EXTRACTED MATERIAL:
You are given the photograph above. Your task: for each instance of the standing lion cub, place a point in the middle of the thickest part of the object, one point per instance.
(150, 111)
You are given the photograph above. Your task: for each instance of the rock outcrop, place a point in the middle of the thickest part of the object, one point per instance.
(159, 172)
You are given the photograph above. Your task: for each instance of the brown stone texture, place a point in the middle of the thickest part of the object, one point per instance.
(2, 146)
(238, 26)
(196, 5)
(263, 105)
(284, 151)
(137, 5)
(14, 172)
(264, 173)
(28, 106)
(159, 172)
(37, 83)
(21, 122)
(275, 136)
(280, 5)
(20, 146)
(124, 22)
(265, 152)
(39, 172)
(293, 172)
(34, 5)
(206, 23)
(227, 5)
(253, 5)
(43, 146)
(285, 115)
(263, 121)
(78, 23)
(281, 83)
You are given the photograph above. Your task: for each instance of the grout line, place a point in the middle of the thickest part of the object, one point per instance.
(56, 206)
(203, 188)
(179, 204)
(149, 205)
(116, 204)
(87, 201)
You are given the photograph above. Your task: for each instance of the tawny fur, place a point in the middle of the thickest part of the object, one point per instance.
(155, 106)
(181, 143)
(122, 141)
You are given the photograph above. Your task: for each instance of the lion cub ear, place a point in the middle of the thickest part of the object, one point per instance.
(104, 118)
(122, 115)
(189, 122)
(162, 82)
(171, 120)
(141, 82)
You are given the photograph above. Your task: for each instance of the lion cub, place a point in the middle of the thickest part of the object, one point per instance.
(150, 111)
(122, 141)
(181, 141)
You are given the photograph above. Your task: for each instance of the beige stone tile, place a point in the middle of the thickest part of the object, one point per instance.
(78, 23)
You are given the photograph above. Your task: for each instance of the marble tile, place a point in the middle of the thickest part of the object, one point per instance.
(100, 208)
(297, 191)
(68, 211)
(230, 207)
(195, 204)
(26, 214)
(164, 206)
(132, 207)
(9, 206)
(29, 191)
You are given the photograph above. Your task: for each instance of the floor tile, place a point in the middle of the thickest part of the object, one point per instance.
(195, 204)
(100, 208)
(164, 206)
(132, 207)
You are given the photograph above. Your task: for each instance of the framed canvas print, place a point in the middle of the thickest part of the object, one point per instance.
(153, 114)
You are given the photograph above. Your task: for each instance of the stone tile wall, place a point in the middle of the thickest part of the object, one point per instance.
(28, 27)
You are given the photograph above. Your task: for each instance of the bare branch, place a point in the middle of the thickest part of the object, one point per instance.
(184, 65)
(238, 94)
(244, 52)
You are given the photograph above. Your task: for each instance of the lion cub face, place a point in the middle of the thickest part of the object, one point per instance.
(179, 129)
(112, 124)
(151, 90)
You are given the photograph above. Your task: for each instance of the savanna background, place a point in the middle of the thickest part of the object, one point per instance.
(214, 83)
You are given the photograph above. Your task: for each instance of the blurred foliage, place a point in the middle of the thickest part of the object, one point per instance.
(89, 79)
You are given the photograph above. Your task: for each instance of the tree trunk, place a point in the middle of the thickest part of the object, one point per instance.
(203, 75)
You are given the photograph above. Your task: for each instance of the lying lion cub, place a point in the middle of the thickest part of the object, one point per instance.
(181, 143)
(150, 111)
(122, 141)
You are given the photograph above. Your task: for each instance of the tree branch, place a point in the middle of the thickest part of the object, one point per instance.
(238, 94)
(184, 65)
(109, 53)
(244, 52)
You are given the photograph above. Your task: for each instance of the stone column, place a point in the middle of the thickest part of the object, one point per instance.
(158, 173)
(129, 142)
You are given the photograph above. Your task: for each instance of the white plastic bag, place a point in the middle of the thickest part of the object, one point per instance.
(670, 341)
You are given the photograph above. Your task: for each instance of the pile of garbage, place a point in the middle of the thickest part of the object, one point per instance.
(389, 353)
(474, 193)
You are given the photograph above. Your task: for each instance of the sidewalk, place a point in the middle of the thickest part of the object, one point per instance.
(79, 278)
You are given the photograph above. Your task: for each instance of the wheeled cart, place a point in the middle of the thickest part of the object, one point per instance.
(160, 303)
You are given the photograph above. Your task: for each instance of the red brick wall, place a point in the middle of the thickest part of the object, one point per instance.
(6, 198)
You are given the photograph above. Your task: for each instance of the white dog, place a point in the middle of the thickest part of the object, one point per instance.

ASSIGNMENT: All entries are to be reproduced verbatim, with none omitted.

RESPONSE:
You are given the photograph above. Your task: for each instance of the standing lion cub, place a point in the middle of the thickest part of the object, one point per instance.
(150, 111)
You are given the photograph above. Your task: for each instance of the rock outcrop, place a point in the middle of the thickest part of the object, one point per instance.
(159, 172)
You are given the photograph above. Your task: for each instance of the brown stone texture, place a point in the middle of the thickest part of the object, one point per instance.
(2, 146)
(238, 26)
(196, 5)
(263, 105)
(284, 151)
(137, 5)
(14, 172)
(264, 173)
(28, 106)
(159, 172)
(37, 83)
(21, 122)
(275, 136)
(280, 5)
(20, 146)
(124, 22)
(265, 152)
(39, 172)
(293, 172)
(34, 5)
(206, 23)
(227, 5)
(253, 5)
(43, 146)
(285, 115)
(263, 121)
(78, 23)
(281, 83)
You are given the photograph above. Your task: for each instance of the grout line, place a point in the middle of the thickest part of the object, one point per instance.
(56, 206)
(203, 188)
(179, 204)
(149, 205)
(116, 204)
(87, 201)
You are given the photograph above. Your task: for each instance of the tawny fur, place a point in the middle of the thickest part of the object, one point per instance.
(155, 106)
(181, 143)
(122, 141)
You are given the photograph above. Your task: for each instance of the lion cub ear, place a point in the middle of the thickest part of the object, one point per instance.
(104, 118)
(122, 115)
(189, 122)
(162, 82)
(171, 120)
(141, 82)
You are given the photograph above. Your task: for each instance of the lion cub, place a point in the middle of the thickest part of the object, one point per instance.
(150, 111)
(122, 141)
(181, 141)
You are given the photograph above. Your task: for each instance of the beige stone tile, place a point in the middle of the thickest part of the object, one point per instance.
(78, 23)
You are given the photograph above. Your task: for each instance of the marble tile, place a point in the middle of the thickest part of the object, one point per instance.
(100, 208)
(297, 191)
(68, 211)
(230, 207)
(195, 204)
(26, 214)
(164, 206)
(132, 207)
(9, 206)
(29, 191)
You are given the photograph above. Your task: for each instance of the floor tile, place a point in the middle of the thickest part of the object, one point per instance.
(195, 204)
(100, 208)
(164, 206)
(132, 207)
You are given the photograph above. Your task: for each instance of the framed canvas print, place a point in the middle of the thickest part of the object, one point per instance.
(153, 114)
You are given the photograph above. Your task: for each instance of the stone tile wall, place a point in the middle of the thickest part of the object, one point per instance.
(28, 27)
You are given the photograph above. Your task: for each instance of the bare branch, place a point in the middle of the thickest part of the object, one point per instance.
(184, 65)
(238, 94)
(244, 52)
You are given the photograph above. Your task: for each instance of the lion cub face, place a point in the middle of the thickest part of the object, one point per instance.
(179, 129)
(112, 124)
(151, 90)
You are given the photograph above. Your task: for each instance of the savanna background, place a point in the middle of the thickest part of the object, one point per instance.
(214, 83)
You are given the photograph above. Your task: for each instance of the blurred foliage, place a point in the middle of the thickest part of the object, one point per instance.
(89, 79)
You are given the photograph above. Your task: for each instance of the tree trunk, place a point in the middle of the thickest part of the object, one point per instance.
(203, 75)
You are given the photograph above. Your task: for each instance of the lying lion cub, place a point in the middle of the thickest part of the object, one point per instance.
(181, 143)
(150, 111)
(122, 141)
You are given the photograph above. Your task: for each instance of the tree branch, place a point in the middle of the thickest part of the object, one point per instance.
(238, 94)
(184, 65)
(109, 53)
(244, 52)
You are given the photograph above. Your task: for each instance of the stone column, place a point in the middle of the thickest part of the object, one point per instance.
(158, 173)
(129, 142)
You are given the photograph above. Your task: for each instance of the white plastic bag, place a point in the middle of the thickest part of the object, one point per instance.
(670, 341)
You are given the photograph above. Your task: for each instance of the pile of garbage, place a point in the middle of the thickest part of the object, one point per instance.
(389, 353)
(474, 193)
You are given the photograph above. Your task: for each instance of the sidewalk, place a point in the middle of the thickest part of the object, one point per instance.
(79, 278)
You are given the photograph above. Your task: for each instance of the wheeled cart, place a point in the middle of the thickest part of the object, one point per instance.
(160, 303)
You are given the photograph above. Your task: for each instance of the red brick wall, place a point in the middle of the thickest part of the object, one point per instance.
(6, 198)
You are given the photograph above. Your task: for each instance of the white dog, place a point in the middle of the thickest part of the object, one point per instance.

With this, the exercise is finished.